Text to read:
_ _ _ _ _
Somos en escrito Magazine has begun to unfold a series of works by Mexican American writers and other voices that bear witness to the history of violence perpetrated against Mexican Americans over the past 170 years. We plan to feature writings in varied formats: essays, memoirs, poems and book excerpts.

In doing so, we declare common cause in the national outrage toward the abuse of police authority and inhumane actions under the color of law and share in the determination among Americans of all backgrounds to bring about change.

Mexican Americans have common cause with other peoples of color in the U.S.A. on many levels. The relentless assault for generations in order for white supremacy to prevail despite a society which is rapidly diversifying, people of color continue to be the brunt of mindless and premeditated oppression and violence.

In 1848, when the Treaty of Guadalupe Hidalgo was signed, ending the U.S. war against Mexico, the Mexican American was born. Under the Treaty, former Mexican citizens who chose to remain in the U.S. beyond a year automatically became U.S. citizens. Gradually, Mexican Americans, also known today as Chicanos, have evolved into a prominent economic and political force, especially in the Southwest.
_ _ _ _ _
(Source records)
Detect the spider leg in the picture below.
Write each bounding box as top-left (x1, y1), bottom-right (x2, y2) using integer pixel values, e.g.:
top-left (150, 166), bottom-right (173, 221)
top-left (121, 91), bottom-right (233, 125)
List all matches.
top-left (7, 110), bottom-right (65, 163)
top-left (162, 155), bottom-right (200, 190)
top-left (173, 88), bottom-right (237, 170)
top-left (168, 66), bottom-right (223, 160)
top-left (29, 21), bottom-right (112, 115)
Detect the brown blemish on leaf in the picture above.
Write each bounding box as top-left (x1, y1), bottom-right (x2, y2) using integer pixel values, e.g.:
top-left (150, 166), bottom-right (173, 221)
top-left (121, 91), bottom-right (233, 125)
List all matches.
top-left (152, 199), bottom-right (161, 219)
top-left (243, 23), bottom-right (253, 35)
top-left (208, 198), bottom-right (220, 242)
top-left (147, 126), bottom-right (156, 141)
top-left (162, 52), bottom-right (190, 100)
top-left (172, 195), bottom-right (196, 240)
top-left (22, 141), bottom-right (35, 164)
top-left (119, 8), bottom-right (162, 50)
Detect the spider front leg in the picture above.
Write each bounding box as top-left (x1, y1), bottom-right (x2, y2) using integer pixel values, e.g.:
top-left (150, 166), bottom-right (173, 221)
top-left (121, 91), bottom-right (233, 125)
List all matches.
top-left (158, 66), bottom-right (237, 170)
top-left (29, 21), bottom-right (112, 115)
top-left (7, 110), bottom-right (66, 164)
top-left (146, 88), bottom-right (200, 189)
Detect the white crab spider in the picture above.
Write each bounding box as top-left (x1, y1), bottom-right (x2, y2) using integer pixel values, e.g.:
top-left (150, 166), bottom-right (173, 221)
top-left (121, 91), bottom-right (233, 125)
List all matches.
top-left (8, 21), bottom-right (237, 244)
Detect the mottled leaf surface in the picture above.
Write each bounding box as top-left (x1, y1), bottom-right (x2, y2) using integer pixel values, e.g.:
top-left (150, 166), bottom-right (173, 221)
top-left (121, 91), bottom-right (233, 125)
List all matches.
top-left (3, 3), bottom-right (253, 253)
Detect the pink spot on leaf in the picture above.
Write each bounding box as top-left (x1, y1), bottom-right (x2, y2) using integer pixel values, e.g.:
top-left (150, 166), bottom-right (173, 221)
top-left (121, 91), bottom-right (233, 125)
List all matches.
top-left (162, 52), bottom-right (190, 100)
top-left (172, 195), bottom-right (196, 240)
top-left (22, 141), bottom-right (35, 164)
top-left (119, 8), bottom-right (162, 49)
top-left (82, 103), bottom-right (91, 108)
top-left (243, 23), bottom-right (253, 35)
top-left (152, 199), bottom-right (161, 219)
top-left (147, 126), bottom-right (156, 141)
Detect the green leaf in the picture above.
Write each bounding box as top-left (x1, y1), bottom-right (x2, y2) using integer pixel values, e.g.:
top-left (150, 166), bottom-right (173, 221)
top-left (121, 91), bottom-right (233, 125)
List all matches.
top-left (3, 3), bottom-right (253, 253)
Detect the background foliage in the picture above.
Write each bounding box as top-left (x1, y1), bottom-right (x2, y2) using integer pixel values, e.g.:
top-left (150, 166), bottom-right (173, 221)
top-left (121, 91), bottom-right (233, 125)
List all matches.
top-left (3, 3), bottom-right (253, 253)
_ _ _ _ _
Task prompt:
Reproduce the passage about Mexican Americans word for word, between "In doing so, we" and "oppression and violence.", inclusive.

Finished answer:
In doing so, we declare common cause in the national outrage toward the abuse of police authority and inhumane actions under the color of law and share in the determination among Americans of all backgrounds to bring about change.

Mexican Americans have common cause with other peoples of color in the U.S.A. on many levels. The relentless assault for generations in order for white supremacy to prevail despite a society which is rapidly diversifying, people of color continue to be the brunt of mindless and premeditated oppression and violence.